- Stated problem 1: In the entries, swap "porch" for "veranda" in the lines from the one containing "For this drill the class indicates the white propane" through the end of the entries, inclusive. Give back only those lines, with nothing else changed.

- Extract provided:
§ §

As CEO of a Fortune 500 newspaper company, he supervised dozens of publishers
but never held the title himself.
Still, I like to think of Jim as
a publisher's patron saint. Whenever I face an especially tough problem, I find
myself wondering, "What would Jim have done?"
Jim was good at a lot of things,
but he was especially good at managing the tension between business and journalism.
Jim created an environment in which you knew what mattered and you knew you
were going to be heard. Jim set an example of caring - caring about the job
and caring about each other. That was the environment in which we dealt with
conflict. In that kind of environment, it came naturally to look, amid conflict,
for common ground.
Civic journalism was one of those
areas of common ground. From the start, civic journalism was designed to build
readership, community and civic capital. It was supposed to be good for journalism,
good for business and good for our communities.
This was introduced as a revolution
in journalism - a way to repair society's broken connections and reinvigorate
democracy. In retrospect, I think we either promised too much or people expected
too much. Civic journalism is not a solution. It's an approach.
The movement encouraged us to experiment
with new techniques, but there was nothing radical about its goals and values.
This is a personal opinion, of course, but I think we could have as easily presented
civic journalism as a "back-to-basics" movement and thus avoided some of the
pompous denunciations with which the movement was greeted.

§ §

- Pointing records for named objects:
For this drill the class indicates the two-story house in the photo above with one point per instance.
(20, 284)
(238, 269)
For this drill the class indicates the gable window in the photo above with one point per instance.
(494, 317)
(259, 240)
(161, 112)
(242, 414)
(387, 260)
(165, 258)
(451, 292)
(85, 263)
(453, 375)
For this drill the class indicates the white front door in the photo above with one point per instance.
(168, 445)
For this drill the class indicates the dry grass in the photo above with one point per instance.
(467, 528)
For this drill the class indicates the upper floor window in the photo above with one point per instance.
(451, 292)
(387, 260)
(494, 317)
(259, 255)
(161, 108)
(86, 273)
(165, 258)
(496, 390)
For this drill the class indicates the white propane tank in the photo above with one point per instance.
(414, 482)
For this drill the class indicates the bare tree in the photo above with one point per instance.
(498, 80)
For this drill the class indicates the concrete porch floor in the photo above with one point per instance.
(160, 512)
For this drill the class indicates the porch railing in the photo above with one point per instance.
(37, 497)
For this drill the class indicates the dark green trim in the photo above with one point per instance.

§ §

- Stated problem 2:
Answer these questions from the text on civic journalism:
(a) What kind of company was Jim the CEO of?
(b) What three things was civic journalism designed to build?
(c) What kind of movement does the writer say civic journalism could have been presented as?

- Full output 1:
For this drill the class indicates the white propane tank in the photo above with one point per instance.
(414, 482)
For this drill the class indicates the bare tree in the photo above with one point per instance.
(498, 80)
For this drill the class indicates the concrete veranda floor in the photo above with one point per instance.
(160, 512)
For this drill the class indicates the veranda railing in the photo above with one point per instance.
(37, 497)
For this drill the class indicates the dark green trim in the photo above with one point per instance.

- Full output 2:
(a) A Fortune 500 newspaper company.
(b) Readership, community and civic capital.
(c) A "back-to-basics" movement.